_Task to complete:_
Update the EmbodiedCity research plan by rewriting it starting with "Our research questions" and going on through "systematic benchmark tasks.", with "urban" replaced by "metropolitan".

_Selected text:_
⟨

# Research Plan: EmbodiedCity - A Benchmark Platform for Embodied Agent in Real-World City Environment

## Problem

We aim to address a significant limitation in current embodied artificial intelligence (EmbodiedAI) research: the restriction to bounded indoor environments. While EmbodiedAI emphasizes agents' abilities to perceive, plan, and act in real-time interactions with the world, most existing work focuses on indoor scenarios such as room navigation or device manipulation. This limitation constrains the validation of embodied agents' capabilities within narrow boundaries, creating a substantial gap toward artificial general intelligence.

The core problem stems from the lack of high-quality simulators, benchmarks, and datasets for embodied intelligence in open-world, outdoor scenarios. Existing platforms either employ fictional cities with simplified environments, support only limited tasks, or use street view images that significantly restrict potential EmbodiedAI applications. We hypothesize that expanding embodied agents from indoor rooms to outdoor cities will enable more comprehensive evaluation of embodied intelligence capabilities and better support the development of artificial general intelligence.

Our research questions focus on: (1) How can we create a highly realistic urban simulation environment based on real-world cities? (2) What systematic benchmark tasks can effectively evaluate multi-dimensional embodied intelligence capabilities in urban environments? (3) How do current large language models perform on these urban embodied tasks?

## Method

We will construct a comprehensive benchmark platform consisting of three main components: a 3D simulation environment, agent interfaces, and systematic benchmark tasks.

⟩

_Recorded information:_

⟨

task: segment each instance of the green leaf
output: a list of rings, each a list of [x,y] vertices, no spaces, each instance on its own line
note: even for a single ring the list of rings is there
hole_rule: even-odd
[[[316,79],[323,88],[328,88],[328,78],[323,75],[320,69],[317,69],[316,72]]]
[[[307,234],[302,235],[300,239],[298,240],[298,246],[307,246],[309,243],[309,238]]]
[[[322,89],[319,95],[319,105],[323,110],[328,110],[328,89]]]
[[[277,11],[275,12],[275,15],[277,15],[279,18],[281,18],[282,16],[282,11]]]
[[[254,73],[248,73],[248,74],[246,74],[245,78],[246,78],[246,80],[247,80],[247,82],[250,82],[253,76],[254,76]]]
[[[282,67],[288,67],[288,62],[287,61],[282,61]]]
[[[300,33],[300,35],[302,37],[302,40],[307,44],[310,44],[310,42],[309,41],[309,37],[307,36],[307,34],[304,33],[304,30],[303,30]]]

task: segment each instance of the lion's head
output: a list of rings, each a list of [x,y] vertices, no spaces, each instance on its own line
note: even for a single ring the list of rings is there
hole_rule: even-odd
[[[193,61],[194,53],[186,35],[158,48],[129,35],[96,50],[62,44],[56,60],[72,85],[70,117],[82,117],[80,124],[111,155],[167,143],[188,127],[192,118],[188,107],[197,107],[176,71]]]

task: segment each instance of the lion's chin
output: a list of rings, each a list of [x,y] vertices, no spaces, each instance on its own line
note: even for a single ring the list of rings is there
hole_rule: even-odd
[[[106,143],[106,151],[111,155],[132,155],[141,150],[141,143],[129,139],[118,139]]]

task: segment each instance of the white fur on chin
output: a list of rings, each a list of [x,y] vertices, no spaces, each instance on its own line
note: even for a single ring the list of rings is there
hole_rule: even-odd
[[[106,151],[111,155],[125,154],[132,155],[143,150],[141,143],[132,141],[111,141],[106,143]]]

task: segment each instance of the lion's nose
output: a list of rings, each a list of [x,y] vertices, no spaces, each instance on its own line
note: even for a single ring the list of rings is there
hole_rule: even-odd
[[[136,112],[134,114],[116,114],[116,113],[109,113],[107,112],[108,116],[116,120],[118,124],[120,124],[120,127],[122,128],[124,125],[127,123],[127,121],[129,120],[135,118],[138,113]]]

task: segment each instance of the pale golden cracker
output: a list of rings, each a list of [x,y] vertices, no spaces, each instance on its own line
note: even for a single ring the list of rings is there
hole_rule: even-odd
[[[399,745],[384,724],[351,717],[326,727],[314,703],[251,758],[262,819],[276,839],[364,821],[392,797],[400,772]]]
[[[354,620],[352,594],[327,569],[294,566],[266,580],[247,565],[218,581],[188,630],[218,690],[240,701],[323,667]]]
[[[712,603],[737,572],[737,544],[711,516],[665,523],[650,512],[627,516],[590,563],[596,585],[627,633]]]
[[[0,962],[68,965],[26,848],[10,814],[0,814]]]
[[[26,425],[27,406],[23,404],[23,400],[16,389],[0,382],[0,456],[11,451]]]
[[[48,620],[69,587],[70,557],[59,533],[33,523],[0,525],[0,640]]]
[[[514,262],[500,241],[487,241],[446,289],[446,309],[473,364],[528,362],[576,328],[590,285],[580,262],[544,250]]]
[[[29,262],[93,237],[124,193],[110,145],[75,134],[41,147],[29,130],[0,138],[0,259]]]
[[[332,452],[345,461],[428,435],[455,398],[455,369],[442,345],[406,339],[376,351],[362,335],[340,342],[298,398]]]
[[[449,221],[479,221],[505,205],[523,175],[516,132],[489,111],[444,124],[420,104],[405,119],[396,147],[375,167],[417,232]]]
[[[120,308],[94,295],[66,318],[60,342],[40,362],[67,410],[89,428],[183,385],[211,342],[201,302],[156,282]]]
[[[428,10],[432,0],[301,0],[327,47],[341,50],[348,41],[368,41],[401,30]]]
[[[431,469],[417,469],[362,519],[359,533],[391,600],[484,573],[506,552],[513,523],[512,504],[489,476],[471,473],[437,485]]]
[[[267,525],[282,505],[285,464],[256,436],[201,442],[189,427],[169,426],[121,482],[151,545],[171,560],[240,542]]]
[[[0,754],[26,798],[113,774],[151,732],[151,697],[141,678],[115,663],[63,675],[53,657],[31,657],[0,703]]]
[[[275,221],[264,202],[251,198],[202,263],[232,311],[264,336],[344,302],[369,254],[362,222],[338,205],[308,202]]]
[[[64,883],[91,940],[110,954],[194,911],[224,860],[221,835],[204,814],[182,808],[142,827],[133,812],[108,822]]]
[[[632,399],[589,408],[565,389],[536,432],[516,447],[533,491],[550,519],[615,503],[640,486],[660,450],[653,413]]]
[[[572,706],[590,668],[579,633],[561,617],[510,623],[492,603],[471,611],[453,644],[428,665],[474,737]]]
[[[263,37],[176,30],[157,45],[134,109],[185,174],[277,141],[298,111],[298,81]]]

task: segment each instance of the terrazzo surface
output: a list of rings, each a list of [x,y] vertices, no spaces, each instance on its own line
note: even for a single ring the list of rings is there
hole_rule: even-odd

⟩

_Answer to the problem:_
Our research questions focus on: (1) How can we create a highly realistic metropolitan simulation environment based on real-world cities? (2) What systematic benchmark tasks can effectively evaluate multi-dimensional embodied intelligence capabilities in metropolitan environments? (3) How do current large language models perform on these metropolitan embodied tasks?

## Method

We will construct a comprehensive benchmark platform consisting of three main components: a 3D simulation environment, agent interfaces, and systematic benchmark tasks.